──────── The data
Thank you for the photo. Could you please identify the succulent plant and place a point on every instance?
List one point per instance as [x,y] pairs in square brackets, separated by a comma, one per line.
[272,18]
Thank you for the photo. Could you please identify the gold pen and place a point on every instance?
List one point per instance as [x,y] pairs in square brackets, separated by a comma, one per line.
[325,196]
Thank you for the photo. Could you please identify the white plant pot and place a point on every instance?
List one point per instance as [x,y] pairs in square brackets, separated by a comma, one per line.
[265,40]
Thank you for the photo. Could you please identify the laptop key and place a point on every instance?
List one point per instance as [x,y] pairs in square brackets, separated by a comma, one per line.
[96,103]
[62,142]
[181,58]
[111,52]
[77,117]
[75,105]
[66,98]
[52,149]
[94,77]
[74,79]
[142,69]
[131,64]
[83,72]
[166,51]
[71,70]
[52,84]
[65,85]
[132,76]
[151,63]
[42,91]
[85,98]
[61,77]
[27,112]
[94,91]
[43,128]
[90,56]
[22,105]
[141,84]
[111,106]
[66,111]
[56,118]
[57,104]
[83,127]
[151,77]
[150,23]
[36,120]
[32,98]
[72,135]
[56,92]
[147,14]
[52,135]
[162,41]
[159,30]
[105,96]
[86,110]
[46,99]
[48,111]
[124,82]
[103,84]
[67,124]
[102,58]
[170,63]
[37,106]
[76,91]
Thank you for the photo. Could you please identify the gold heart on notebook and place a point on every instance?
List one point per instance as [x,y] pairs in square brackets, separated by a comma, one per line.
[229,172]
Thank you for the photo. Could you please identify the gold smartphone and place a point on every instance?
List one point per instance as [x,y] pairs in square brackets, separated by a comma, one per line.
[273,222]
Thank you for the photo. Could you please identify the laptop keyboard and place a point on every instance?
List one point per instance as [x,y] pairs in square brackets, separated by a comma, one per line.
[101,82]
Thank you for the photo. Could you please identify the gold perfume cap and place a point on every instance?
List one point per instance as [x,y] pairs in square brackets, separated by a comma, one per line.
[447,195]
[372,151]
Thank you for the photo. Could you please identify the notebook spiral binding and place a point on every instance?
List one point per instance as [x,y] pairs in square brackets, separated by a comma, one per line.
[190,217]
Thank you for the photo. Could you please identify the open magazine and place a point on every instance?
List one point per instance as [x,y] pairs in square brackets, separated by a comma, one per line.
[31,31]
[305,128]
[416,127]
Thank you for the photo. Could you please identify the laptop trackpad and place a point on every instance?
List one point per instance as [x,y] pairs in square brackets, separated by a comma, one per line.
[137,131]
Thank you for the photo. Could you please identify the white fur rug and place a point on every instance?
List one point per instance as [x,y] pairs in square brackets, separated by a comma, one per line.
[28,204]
────────────────
**Task instructions**
Restate the entries above word for word, beginning with their first line and ending with the line holding "pen and place a point on every instance?"; omit everything else.

**Exercise output**
Thank you for the photo. Could you please identify the succulent plant and place a point on every instance?
List one point per instance as [x,y] pairs in square brackets, separated by a comma, one per line.
[272,18]
Thank you for the photo. Could you please identify the gold pen and place a point on every instance?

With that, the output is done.